*Exercise*:
Make an exact transcription of the material, leaving out all images.

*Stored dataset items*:

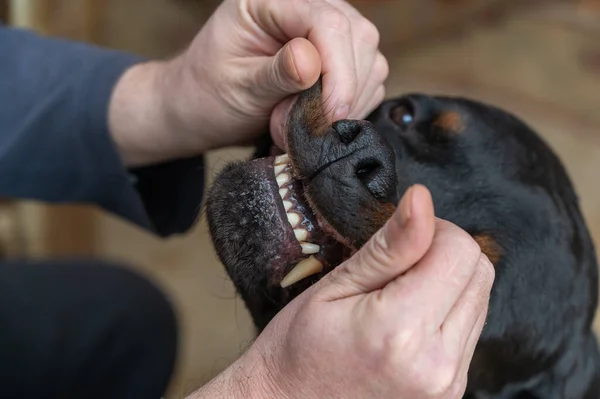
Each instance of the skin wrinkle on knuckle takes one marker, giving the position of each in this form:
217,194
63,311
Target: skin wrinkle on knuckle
334,19
381,69
367,32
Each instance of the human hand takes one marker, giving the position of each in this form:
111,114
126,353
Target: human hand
241,73
400,319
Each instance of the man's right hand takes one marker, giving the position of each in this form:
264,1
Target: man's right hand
400,319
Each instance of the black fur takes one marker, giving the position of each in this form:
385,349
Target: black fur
490,174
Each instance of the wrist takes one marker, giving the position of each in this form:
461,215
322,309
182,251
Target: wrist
249,377
141,120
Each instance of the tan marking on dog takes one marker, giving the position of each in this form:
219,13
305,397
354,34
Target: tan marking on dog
489,247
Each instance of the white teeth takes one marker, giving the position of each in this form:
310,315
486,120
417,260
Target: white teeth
294,219
308,248
310,265
303,269
283,178
282,159
287,205
301,234
279,168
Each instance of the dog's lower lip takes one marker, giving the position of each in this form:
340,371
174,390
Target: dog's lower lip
303,223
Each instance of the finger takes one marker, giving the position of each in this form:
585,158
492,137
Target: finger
465,313
366,98
471,346
294,68
365,37
328,29
436,283
393,250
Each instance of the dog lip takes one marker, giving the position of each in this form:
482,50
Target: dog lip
251,233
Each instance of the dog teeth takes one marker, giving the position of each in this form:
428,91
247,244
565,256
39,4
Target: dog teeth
309,248
287,205
305,268
282,159
301,234
283,178
309,265
294,219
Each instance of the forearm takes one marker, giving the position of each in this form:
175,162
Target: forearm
56,144
248,378
138,120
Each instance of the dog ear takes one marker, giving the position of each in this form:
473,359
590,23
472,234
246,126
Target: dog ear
263,146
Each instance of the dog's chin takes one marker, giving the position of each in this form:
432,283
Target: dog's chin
263,229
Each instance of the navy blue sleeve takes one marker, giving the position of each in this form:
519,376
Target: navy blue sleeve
55,144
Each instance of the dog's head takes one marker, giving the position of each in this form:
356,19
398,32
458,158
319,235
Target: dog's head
281,222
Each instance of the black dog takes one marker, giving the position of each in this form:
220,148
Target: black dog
488,173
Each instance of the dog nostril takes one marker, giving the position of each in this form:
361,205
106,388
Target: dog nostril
368,171
347,130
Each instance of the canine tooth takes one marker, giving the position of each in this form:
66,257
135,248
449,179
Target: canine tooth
308,248
282,159
294,219
279,168
303,269
283,178
301,234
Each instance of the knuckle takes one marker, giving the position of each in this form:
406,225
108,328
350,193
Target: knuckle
368,32
381,68
335,19
433,381
442,380
488,271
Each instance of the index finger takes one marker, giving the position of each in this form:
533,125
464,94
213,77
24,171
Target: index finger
438,280
329,30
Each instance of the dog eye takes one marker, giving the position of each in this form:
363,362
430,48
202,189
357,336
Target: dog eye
402,115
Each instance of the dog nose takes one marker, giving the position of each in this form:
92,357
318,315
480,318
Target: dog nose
372,170
348,130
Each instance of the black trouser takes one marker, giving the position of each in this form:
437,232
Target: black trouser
83,330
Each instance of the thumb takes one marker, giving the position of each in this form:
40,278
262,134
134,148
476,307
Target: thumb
295,67
391,252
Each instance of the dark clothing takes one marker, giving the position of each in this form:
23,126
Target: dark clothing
82,329
54,140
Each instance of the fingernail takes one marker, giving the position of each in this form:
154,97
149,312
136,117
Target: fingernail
406,206
342,112
292,66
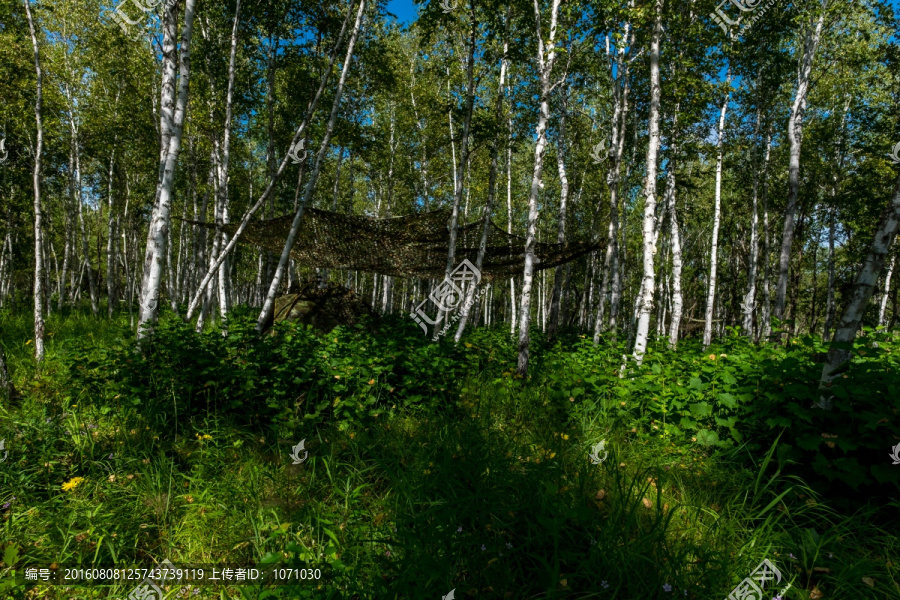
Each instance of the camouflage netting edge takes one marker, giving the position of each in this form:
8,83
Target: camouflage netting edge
408,246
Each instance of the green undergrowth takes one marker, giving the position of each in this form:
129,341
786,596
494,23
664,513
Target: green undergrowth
433,467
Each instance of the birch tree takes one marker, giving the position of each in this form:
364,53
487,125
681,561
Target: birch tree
717,213
171,124
812,36
546,58
38,214
649,228
266,313
859,294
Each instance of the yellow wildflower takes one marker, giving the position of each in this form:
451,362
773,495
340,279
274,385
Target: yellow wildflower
72,484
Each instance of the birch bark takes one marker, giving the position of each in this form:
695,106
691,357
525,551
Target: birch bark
274,177
559,272
713,253
110,240
860,293
613,175
492,193
157,235
38,225
795,137
266,313
750,298
675,240
886,293
546,57
222,171
649,227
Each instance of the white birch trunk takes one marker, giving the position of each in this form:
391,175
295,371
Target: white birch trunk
860,293
110,241
266,312
750,298
38,225
795,137
222,172
677,261
886,292
489,205
274,177
546,57
649,227
613,176
157,236
558,272
717,211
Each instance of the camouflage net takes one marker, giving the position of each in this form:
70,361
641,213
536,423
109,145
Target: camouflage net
409,246
322,306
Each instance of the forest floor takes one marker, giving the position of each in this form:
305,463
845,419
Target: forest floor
433,468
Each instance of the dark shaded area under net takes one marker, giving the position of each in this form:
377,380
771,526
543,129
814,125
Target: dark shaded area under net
408,246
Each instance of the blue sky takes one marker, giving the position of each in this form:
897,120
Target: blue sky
404,9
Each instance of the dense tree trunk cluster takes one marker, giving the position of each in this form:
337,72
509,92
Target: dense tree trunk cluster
682,149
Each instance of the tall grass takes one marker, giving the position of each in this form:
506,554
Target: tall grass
488,490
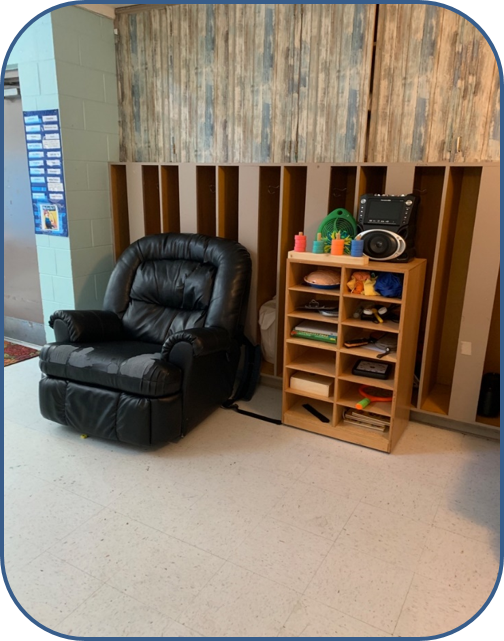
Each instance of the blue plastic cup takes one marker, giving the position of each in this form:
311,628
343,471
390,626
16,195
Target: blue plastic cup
357,248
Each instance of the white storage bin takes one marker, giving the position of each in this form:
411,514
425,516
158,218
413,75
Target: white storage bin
267,323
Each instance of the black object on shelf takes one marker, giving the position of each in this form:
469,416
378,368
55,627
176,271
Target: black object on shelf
489,399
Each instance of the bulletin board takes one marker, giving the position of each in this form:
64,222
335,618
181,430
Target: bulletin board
45,164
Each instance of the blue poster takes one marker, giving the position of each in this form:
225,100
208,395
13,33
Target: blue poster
45,164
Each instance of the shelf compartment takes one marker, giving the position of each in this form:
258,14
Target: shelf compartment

*Answer to this task*:
Each instance of the skin wrinkle on knuckle takes one marker, giving the position of each in this form:
217,194
63,311
Target: skin wrinkle on knuckle
334,19
381,69
367,32
Each instance of the human hand takes one marker, giving the position of each in this form:
111,114
126,353
Target: human hand
241,73
400,319
Each instance of the man's right hand takes one marker, giving the position of each in this form:
264,1
Target: man's right hand
400,319
Each instance of the black fur takes one marker, giving the position of each in this form:
385,349
Target: black fur
490,174
Each instance of the wrist takes one marker, giving the position of each in this form:
461,215
322,309
182,251
Target: wrist
249,377
141,120
Each instance of the tan marking on dog takes one marker, giving the position of each in this form:
219,13
305,397
354,34
Target: tan marking on dog
489,247
Each instance of the white teeth takes one marker, giving the position of each in this form:
310,315
486,120
417,260
Target: white teeth
294,219
308,248
310,265
303,269
283,178
282,159
287,205
301,234
279,168
Each instance of the dog's lower lip takes one marker, giving the position of each in this form:
340,371
174,390
Target: dog's lower lip
303,223
Each instance of the finger takes one marker, giving the position of each in this form:
585,158
492,137
Target: finger
465,313
366,98
471,346
294,68
365,37
328,29
436,283
393,250
Each instance of the dog lip takes one marker, giving the position of each in this form:
482,50
Target: dog lip
251,233
Each instance of the dog teeth takes one marker, giving the position of each in this form:
428,91
247,244
565,256
39,4
Target: dog teeth
309,248
287,205
305,268
282,159
301,234
283,178
309,265
294,219
Each instance of the forearm takes one marker, giving the position of each in this form:
175,162
Target: forearm
56,144
248,378
138,120
Each instance of the dog ear takes one marker, giving the position of each in this form:
473,359
590,23
472,234
246,126
Target: dog ear
263,146
Each instance of the dog's chin takes one marker, giving the position of each in this form:
432,283
Target: dog's chin
263,229
Each instance of the navy blue sleeve takes one marker, giving the position of each in this form:
519,376
Target: navy blue sleeve
55,144
Each instance of the dog's head takes one marker, giving the position of each in this form:
356,19
398,32
458,158
319,235
Target: dog's head
281,222
Each instance of the black dog takes one marker, giving the position of each in this form:
220,148
Target: black dog
488,173
Each instance of the dog nostril takes one marker, giving the position of each in this form:
361,205
106,388
Target: dog nostril
368,171
347,130
Each instance of the canine tooth takes one marker, giving the position of each in this form:
66,257
135,248
449,179
Target: canine tooth
308,248
282,159
294,219
279,168
303,269
283,178
301,234
Each instance of the knuckle takes one marker, giving the position of each in this form:
406,225
108,328
350,193
Target: knuckle
368,32
381,68
335,19
433,381
442,380
488,271
Each instance of the index finger takes one marker, giving the position of each in this form:
533,125
464,94
213,77
24,171
Target: index finger
438,280
329,30
Each instance of the dog eye takes one marker, giving the position of each in this form:
363,362
430,48
202,189
357,336
Target: dog eye
402,115
Each instance of the dog nose takes one marker, giving the position of each in this form:
92,357
318,315
480,318
Target: dog nose
372,170
348,130
Each instance of the black trouser takes one marker, giving the position of each in this form:
437,232
Target: black trouser
83,330
Each instance of the thumb takes one marker, giving the position of each in this form:
40,278
262,134
134,148
476,307
Target: thumb
295,67
391,252
Each instance of the dark clothing takes one marker, giving the position of each in this form:
23,126
Target: dark clothing
82,329
54,140
Each instance of the fingernail takes one marker, giving the position of each in this form:
154,97
149,312
136,117
Target: fingernail
406,206
342,112
292,66
Each instance of the camouflage netting edge takes one marker, giving the position of each in this form:
8,83
Target: camouflage netting edge
408,246
Each instance of the green undergrowth takes one marker, giving the position of each in this form:
129,341
786,596
494,23
664,513
Target: green undergrowth
433,467
Each instance of the birch tree takes one marker, giving the position of each in this form:
364,53
487,125
681,561
Target: birch tree
717,213
171,124
812,36
546,58
38,214
649,228
266,313
859,294
Each instance of the yellow wildflower takes one marker, giving the position of each in this form:
451,362
773,495
340,279
274,385
Target: yellow wildflower
72,484
Each instance of the birch bark takes one marker, giving the position of each in this form:
695,106
691,357
525,551
Target: birch bark
274,177
559,272
713,253
110,240
860,293
613,175
492,193
157,235
38,225
795,137
266,313
750,298
675,240
886,293
546,57
222,171
649,227
Each instance of the white birch trunk takes one marker, giving the position of each in this form:
391,175
295,371
Target: white birch trunk
860,293
110,241
266,312
750,298
38,225
795,137
222,172
677,261
886,292
489,205
274,177
546,57
649,227
613,176
157,236
558,272
717,211
Each instance of the camouflage net takes one marker, giving the position of each in this form:
70,361
641,213
536,423
109,145
Target: camouflage net
409,246
322,306
Each instance of the forest floor takes one marker, giving the position of each in this form:
305,463
845,419
Target: forest floor
433,468
Each instance of the dark shaded area under net takes one marker, giving the position of each in this form:
377,380
771,526
543,129
814,125
Target: dark shaded area under net
408,246
Each instance of the blue sky takes one marker, giving the position of each in this form:
897,120
Target: blue sky
404,9
Each instance of the dense tree trunk cluster takes one marker, giving the position of each in this form:
337,72
509,92
Target: dense tree trunk cluster
682,149
Each instance of the tall grass takes one marker, giving the position of each in this form:
506,554
Target: tall grass
488,490
Each instance of the blue plastic cup takes one marker, giving the position of each in this form:
311,628
343,471
390,626
16,195
Target: blue plastic cup
357,248
Each instance of the white storage bin takes one marker, giving the position of each in this form:
411,514
425,516
158,218
413,75
Target: white storage bin
267,323
Each instance of the black object on shelf takes one marker, giving the position of each in this form:
469,416
378,368
55,627
176,271
Target: black object on shelf
489,399
Each instance of the bulletin board takes one marker, giving the position of each in this form:
64,222
335,618
181,430
Target: bulletin board
45,164
Each instance of the blue poster takes one marker, giving the position of each in this form:
225,100
208,395
13,33
Target: blue poster
45,164
Each instance of the shelf compartment takes one marker, giving the position of each in this form:
258,14
Target: shelf compartment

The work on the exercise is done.